Reproduce the records below exactly as given.

________________________________________

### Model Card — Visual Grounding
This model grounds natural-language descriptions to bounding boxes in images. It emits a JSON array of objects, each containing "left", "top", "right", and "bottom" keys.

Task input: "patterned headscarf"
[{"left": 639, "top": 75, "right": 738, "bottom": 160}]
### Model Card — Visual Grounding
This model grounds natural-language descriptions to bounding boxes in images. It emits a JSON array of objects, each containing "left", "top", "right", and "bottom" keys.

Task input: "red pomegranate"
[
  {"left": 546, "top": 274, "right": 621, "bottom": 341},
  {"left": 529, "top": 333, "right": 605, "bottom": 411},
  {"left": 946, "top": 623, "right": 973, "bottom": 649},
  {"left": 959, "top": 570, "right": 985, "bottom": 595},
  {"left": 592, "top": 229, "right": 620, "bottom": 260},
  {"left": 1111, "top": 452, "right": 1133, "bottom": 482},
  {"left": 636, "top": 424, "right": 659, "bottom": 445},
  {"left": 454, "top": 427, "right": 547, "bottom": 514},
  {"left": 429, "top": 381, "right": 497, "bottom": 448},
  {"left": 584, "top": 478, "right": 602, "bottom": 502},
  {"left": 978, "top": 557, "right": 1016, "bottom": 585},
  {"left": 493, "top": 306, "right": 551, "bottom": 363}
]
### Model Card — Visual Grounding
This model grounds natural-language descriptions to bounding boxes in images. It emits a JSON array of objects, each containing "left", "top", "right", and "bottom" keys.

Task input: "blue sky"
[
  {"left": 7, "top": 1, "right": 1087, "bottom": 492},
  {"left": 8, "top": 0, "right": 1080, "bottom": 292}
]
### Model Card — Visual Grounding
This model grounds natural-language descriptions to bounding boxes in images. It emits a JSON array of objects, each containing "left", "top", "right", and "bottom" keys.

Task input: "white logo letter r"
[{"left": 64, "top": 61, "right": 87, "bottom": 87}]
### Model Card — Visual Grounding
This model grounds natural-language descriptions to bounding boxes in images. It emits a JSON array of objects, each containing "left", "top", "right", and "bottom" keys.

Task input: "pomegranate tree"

________________________________________

Response for this exercise
### Model Card — Visual Grounding
This model grounds natural-language descriptions to bounding boxes in images. It emits a JSON array of objects, each containing "left", "top", "right", and "bottom" keys.

Task input: "patterned headscarf"
[{"left": 639, "top": 75, "right": 738, "bottom": 160}]
### Model Card — Visual Grounding
This model grounds natural-language descriptions to bounding boxes in images. It emits a JSON array of objects, each containing "left", "top", "right", and "bottom" keys.

Task input: "red pomegranate"
[
  {"left": 546, "top": 274, "right": 621, "bottom": 341},
  {"left": 529, "top": 333, "right": 605, "bottom": 411},
  {"left": 946, "top": 623, "right": 973, "bottom": 649},
  {"left": 959, "top": 570, "right": 985, "bottom": 595},
  {"left": 592, "top": 229, "right": 620, "bottom": 260},
  {"left": 1111, "top": 452, "right": 1133, "bottom": 482},
  {"left": 636, "top": 424, "right": 659, "bottom": 445},
  {"left": 454, "top": 427, "right": 547, "bottom": 514},
  {"left": 429, "top": 381, "right": 497, "bottom": 448},
  {"left": 584, "top": 478, "right": 602, "bottom": 502},
  {"left": 978, "top": 557, "right": 1016, "bottom": 585},
  {"left": 493, "top": 306, "right": 551, "bottom": 363}
]
### Model Card — Visual Grounding
This model grounds natural-language descriptions to bounding boxes in images. It emits a JSON array of objects, each containing "left", "top", "right", and "bottom" keys.

Task input: "blue sky"
[
  {"left": 7, "top": 1, "right": 1087, "bottom": 492},
  {"left": 8, "top": 0, "right": 1080, "bottom": 292}
]
### Model Card — Visual Grounding
This model grounds natural-language descriptions to bounding boxes in images. It emits a JSON array of objects, each containing "left", "top", "right", and "bottom" keys.

Task input: "white logo letter r"
[{"left": 64, "top": 61, "right": 87, "bottom": 87}]
### Model Card — Visual Grounding
This model grounds natural-language descriptions to bounding boxes in images. It emits a JSON array of objects, each containing "left", "top", "right", and "bottom" keys.

Task input: "pomegranate tree"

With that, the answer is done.